■ Brief:
Rewrite every entry below as a numbered list, leaving out any blank lines.

■ Available data:
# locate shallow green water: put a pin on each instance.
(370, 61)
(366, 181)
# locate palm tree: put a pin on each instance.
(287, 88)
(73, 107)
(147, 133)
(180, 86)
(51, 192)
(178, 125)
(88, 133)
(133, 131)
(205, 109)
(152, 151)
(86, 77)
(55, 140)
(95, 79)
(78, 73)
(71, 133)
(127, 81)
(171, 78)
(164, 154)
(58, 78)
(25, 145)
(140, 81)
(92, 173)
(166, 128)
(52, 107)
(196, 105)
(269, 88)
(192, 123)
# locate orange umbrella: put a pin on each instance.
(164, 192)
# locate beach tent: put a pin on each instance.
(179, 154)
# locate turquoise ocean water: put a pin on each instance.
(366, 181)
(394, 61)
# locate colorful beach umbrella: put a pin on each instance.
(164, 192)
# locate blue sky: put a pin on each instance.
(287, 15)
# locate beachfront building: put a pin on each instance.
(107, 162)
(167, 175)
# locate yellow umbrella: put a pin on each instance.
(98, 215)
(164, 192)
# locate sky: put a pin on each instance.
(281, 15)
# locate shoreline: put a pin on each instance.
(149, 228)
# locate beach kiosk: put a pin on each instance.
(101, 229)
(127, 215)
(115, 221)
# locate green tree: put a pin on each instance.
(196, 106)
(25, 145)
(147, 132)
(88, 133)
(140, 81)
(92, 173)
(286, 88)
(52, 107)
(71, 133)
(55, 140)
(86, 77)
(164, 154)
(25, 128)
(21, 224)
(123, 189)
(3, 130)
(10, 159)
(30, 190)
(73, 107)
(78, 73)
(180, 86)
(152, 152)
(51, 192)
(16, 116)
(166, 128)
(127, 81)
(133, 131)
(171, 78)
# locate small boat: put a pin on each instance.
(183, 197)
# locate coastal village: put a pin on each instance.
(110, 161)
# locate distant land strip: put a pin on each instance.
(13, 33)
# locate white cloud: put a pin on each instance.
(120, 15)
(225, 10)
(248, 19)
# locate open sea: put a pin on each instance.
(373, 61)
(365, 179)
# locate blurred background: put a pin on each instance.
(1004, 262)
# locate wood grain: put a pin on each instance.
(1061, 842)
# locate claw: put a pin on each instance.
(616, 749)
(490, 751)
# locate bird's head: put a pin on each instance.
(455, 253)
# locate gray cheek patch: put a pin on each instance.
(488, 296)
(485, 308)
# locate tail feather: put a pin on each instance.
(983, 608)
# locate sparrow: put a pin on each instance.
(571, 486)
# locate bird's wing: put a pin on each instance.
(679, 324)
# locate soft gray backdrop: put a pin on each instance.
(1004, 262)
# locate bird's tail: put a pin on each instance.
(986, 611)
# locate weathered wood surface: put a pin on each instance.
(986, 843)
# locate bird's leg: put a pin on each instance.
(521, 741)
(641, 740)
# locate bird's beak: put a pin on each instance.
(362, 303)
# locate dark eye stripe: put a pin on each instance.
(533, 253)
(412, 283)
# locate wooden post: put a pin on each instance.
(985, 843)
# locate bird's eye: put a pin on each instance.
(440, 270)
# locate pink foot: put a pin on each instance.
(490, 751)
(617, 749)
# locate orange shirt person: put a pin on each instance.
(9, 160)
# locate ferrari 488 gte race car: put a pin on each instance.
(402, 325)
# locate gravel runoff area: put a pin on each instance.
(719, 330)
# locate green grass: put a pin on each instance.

■ Exercise solution:
1. # locate shallow green water: put a pin on each instance.
2. (370, 61)
3. (366, 181)
4. # locate palm tree: put a pin on each instance.
5. (287, 88)
6. (73, 107)
7. (147, 133)
8. (180, 86)
9. (51, 192)
10. (178, 125)
11. (88, 133)
12. (133, 131)
13. (205, 109)
14. (152, 151)
15. (86, 77)
16. (55, 140)
17. (95, 79)
18. (78, 73)
19. (71, 133)
20. (127, 81)
21. (171, 78)
22. (164, 154)
23. (58, 78)
24. (25, 145)
25. (140, 81)
26. (92, 173)
27. (166, 128)
28. (52, 107)
29. (196, 105)
30. (269, 88)
31. (192, 123)
32. # locate orange umbrella: put a pin on each instance.
33. (164, 192)
34. # locate beach tent: put a pin on each instance.
35. (179, 154)
36. # locate turquoise ocean water: put a pin on each instance.
37. (366, 181)
38. (394, 61)
39. # locate colorful beach umbrella: put a pin on each instance.
40. (164, 192)
41. # locate blue sky: put a pin on each instance.
42. (287, 15)
43. # locate beachfront building: put a pin on each instance.
44. (107, 162)
45. (167, 175)
46. # locate yellow umbrella: put a pin on each instance.
47. (98, 215)
48. (164, 192)
49. # locate sky: put a pin on each instance.
50. (281, 15)
51. # locate shoreline: put a pin on each instance.
52. (149, 228)
53. # locate beach kiosk: put a pin on each instance.
54. (101, 229)
55. (127, 215)
56. (115, 221)
57. # locate green tree: put a pin on each instance.
58. (196, 106)
59. (25, 145)
60. (147, 132)
61. (88, 133)
62. (140, 81)
63. (92, 173)
64. (286, 88)
65. (52, 107)
66. (71, 133)
67. (55, 140)
68. (86, 77)
69. (164, 154)
70. (25, 128)
71. (21, 224)
72. (123, 189)
73. (3, 130)
74. (10, 159)
75. (30, 190)
76. (73, 107)
77. (78, 73)
78. (180, 86)
79. (152, 152)
80. (51, 192)
81. (16, 116)
82. (166, 128)
83. (127, 81)
84. (133, 131)
85. (171, 78)
86. # locate small boat: put a pin on each instance.
87. (183, 197)
88. # locate coastal village: put a pin on each instance.
89. (110, 161)
90. # locate distant land strip: put a pin on each instance.
91. (13, 33)
92. # locate white cloud: put a pin on each instance.
93. (120, 15)
94. (225, 10)
95. (248, 19)
96. # locate open sea: put a pin on each instance.
97. (373, 61)
98. (365, 179)
99. # locate blurred background: put a pin on each instance.
100. (1004, 262)
101. # locate wood grain: put a pin on each instance.
102. (1061, 842)
103. # locate claw: put a pin on each instance.
104. (616, 749)
105. (490, 751)
106. # locate bird's head: put a pin on each instance.
107. (455, 253)
108. # locate gray cheek patch: put a pin on each instance.
109. (488, 296)
110. (485, 308)
111. # locate tail feather: put a pin on each instance.
112. (983, 608)
113. # locate sparrow: put a pin on each instance.
114. (571, 486)
115. # locate bird's wing: put a pin on each instance.
116. (679, 324)
117. # locate soft gray backdrop: put a pin on each instance.
118. (1004, 262)
119. # locate bird's tail: put a pin on each instance.
120. (986, 611)
121. # locate weathered wood surface: put a pin on each instance.
122. (986, 843)
123. # locate bird's leg: put a pin on each instance.
124. (521, 741)
125. (641, 740)
126. # locate bird's beak: put a pin on each instance.
127. (362, 303)
128. # locate dark eye stripe: put a pin on each instance.
129. (533, 253)
130. (412, 283)
131. # locate wooden post: put a pin on each instance.
132. (985, 843)
133. # locate bird's eye: put a pin on each instance.
134. (440, 270)
135. # locate pink foot: put a pin on each instance.
136. (490, 751)
137. (617, 749)
138. # locate orange shirt person: put a pin on each instance.
139. (9, 160)
140. # locate ferrari 488 gte race car: put a pin on each instance.
141. (402, 325)
142. # locate gravel runoff area: put a pin on each instance.
143. (719, 330)
144. # locate green grass: put a pin on each instance.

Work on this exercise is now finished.